[THE EXERCISE]:
Duplicate each of the items below precisely, with no changes.

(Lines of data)
----------------

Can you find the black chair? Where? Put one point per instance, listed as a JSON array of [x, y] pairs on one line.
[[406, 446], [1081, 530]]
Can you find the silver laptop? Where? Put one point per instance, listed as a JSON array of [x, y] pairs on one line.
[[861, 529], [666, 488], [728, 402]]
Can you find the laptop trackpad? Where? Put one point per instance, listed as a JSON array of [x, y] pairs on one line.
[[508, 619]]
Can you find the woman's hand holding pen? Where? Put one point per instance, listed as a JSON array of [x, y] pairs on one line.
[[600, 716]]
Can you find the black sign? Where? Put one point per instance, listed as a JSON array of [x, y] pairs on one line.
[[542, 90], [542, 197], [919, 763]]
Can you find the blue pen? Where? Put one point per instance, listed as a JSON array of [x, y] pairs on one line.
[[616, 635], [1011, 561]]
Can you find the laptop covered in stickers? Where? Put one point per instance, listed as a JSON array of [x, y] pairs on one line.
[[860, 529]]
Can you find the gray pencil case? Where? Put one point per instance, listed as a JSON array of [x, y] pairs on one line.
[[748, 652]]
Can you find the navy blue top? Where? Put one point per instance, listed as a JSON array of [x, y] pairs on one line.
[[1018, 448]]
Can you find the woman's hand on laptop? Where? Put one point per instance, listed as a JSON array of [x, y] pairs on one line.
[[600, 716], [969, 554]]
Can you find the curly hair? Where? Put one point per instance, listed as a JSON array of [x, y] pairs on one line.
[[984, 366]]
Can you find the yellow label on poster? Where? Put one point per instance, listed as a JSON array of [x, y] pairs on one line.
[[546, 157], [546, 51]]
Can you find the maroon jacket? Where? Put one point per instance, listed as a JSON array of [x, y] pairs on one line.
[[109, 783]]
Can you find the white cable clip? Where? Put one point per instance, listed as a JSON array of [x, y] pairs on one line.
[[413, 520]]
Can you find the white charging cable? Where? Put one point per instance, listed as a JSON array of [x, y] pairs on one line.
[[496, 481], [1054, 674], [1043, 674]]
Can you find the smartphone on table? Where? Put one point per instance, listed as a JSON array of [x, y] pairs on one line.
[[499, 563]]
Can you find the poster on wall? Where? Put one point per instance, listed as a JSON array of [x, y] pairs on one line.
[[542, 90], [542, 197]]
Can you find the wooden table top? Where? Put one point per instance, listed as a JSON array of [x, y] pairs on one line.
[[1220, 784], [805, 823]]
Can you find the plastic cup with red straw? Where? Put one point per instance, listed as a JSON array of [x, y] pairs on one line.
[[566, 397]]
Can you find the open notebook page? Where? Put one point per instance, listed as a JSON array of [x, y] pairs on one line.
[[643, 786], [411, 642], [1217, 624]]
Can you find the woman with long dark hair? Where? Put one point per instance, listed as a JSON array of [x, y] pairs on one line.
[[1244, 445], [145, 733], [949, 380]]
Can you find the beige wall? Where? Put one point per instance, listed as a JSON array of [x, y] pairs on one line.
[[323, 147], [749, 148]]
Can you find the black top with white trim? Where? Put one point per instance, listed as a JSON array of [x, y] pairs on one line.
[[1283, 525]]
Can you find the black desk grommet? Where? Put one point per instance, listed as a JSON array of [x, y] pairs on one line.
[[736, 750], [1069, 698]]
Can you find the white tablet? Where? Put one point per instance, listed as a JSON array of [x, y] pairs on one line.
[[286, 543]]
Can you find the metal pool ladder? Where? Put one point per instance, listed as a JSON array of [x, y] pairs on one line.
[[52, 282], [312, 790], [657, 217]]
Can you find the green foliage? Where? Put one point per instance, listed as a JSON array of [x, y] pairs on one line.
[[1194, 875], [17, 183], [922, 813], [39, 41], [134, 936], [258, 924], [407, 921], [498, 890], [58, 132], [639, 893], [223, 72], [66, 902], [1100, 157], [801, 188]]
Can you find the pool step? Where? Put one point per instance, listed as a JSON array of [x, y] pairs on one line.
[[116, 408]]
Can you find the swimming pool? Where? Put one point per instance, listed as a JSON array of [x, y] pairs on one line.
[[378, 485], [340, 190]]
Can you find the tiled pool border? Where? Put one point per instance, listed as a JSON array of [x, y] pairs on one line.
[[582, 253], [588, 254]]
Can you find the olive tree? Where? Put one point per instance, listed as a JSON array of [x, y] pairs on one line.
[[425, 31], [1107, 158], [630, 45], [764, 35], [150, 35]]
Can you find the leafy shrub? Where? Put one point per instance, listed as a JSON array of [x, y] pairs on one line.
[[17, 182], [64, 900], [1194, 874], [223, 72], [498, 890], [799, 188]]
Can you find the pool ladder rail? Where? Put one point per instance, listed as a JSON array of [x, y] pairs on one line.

----------------

[RESULT OF THIS TASK]:
Can you find the black chair? Where? Put one point per instance, listed as a JSON array of [x, y] pairs on one line.
[[406, 446], [1081, 530]]
Can you find the silver laptop? Where? Put one point per instance, listed as a JSON array of [x, y] pairs on one line.
[[861, 529], [666, 488], [728, 402]]
Can you find the laptop trackpad? Where? Put one point per instance, listed as a JSON array of [x, y] pairs on one line.
[[508, 619]]
Can you find the woman's hand holding pen? Where? Put one point per instance, listed as a JSON array of [x, y] pairs on one line.
[[600, 716]]
Can you find the black sign? Where? Put one point per instance, listed as a JSON array of [x, y] pairs on one line.
[[542, 90], [542, 197], [919, 763]]
Can you find the blue pen? Where? Put one point per instance, listed as a JSON array of [x, y] pairs on one line.
[[616, 635], [1011, 561]]
Can you find the laptop covered in stickers? Where? Put one point per instance, listed as a JSON array of [x, y] pairs on one line.
[[860, 529]]
Can you find the gray pencil case? Where? Put one point per instance, listed as a JSON array of [x, y] pairs on one line.
[[748, 652]]
Can you find the navy blue top? Where? Put one point per instance, listed as a JSON array of [x, y] pairs on one line.
[[1018, 448]]
Can you find the woman's hand on laptop? Where? Put one point per instance, listed as a JSON array of [x, y] pairs on one line.
[[600, 716], [969, 554]]
Can you find the curly hair? Where? Put one point per instance, listed as a JSON array of [x, y] pairs on one line.
[[984, 366]]
Can you find the yellow label on poster? Where? Put one point per instance, listed as a JSON array of [x, y] pairs on one line.
[[546, 157], [546, 51]]
Can you find the maroon jacket? Where? Put one point per instance, listed as a JSON array of [x, y] pairs on one line.
[[109, 783]]
Can you find the white cable clip? Where? Put one point per instance, listed as a JSON array of [x, y] pairs on one line.
[[413, 520]]
Can you find the white charging cable? Where? Put one point per instance, listed as a JSON array of [x, y] pairs on one line.
[[496, 481], [1054, 674], [1043, 674]]
Can you find the smartphone on table? Where? Put one point per instance, listed as a JSON array of [x, y] pairs on one line.
[[499, 563]]
Can you find the poster on wall? Where? Put one point per instance, listed as a JSON array of [x, y] pairs on one line.
[[542, 90], [542, 197]]
Can you find the wooden table top? Where? Put one point per instance, listed as a JSON array of [x, y] pairs on one line.
[[1220, 784], [805, 823]]
Can you find the plastic cup with red straw? Where? Put one point per instance, listed as a JSON array of [x, y] pairs on one line.
[[566, 397]]
Can you find the open notebook page? Where? Put one point per instance, listed as a JSON array of [x, y] pairs on one line.
[[643, 786], [411, 642], [1217, 624]]
Can you find the woman with long dark hair? Where? Put one point per instance, listed as a JSON array of [x, y] pairs on one line.
[[1244, 445], [145, 733], [949, 380]]
Can you find the beige wall? Where? Put one point per instance, listed as a JSON array of [x, y] pairs on one line.
[[323, 147], [749, 148]]
Can you find the black top with white trim? Where? Put one point per instance, listed as a JSON array of [x, y] pairs on one line.
[[1283, 525]]
Can you find the black desk grommet? Where? Put one point per instance, listed as a JSON array of [x, y] pairs on one line.
[[736, 750], [1069, 698]]
Can you find the white tablet? Where? Put one point per instance, listed as a JSON array of [x, y] pairs on one line.
[[286, 543]]
Can you find the metal pool ladder? Where? Put one point per instance, listed as a JSON array of [x, y] pairs on one line.
[[52, 282], [312, 790], [657, 217]]
Can you find the green foliage? Where? Put one point per instance, listed as a JSON array of [x, y] pairs on one line.
[[1194, 875], [17, 183], [922, 813], [39, 41], [134, 936], [258, 924], [407, 921], [498, 890], [58, 132], [639, 893], [223, 72], [66, 902], [1100, 157], [801, 188]]
Can you find the pool step? Where? Put one point per instance, listed as a JSON array of [x, y] pairs on one line.
[[116, 408]]
Can you find the swimming pool? Where? Put one point per instance, listed as a JSON array of [x, y] pairs on one line.
[[378, 485], [340, 190]]
Can you find the tiled pool border? Where? Put one point per instance, listed as a JSON array of [x, y] pairs on one line.
[[582, 253], [588, 254]]
Can you find the olive tree? Where? Put one point per instance, listed as a JSON array of [x, y] pairs on one line.
[[425, 31], [1107, 158], [630, 45], [764, 35], [150, 35]]
Can you find the leafy shrub? Where? Put one point per instance, listed as a JSON array of [x, y] pairs on one line.
[[17, 182], [64, 900], [1194, 874], [223, 72], [498, 890], [799, 188]]
Can you find the pool ladder rail? Where? Put one point per instance, listed as a JSON array of [x, y] pairs on one line.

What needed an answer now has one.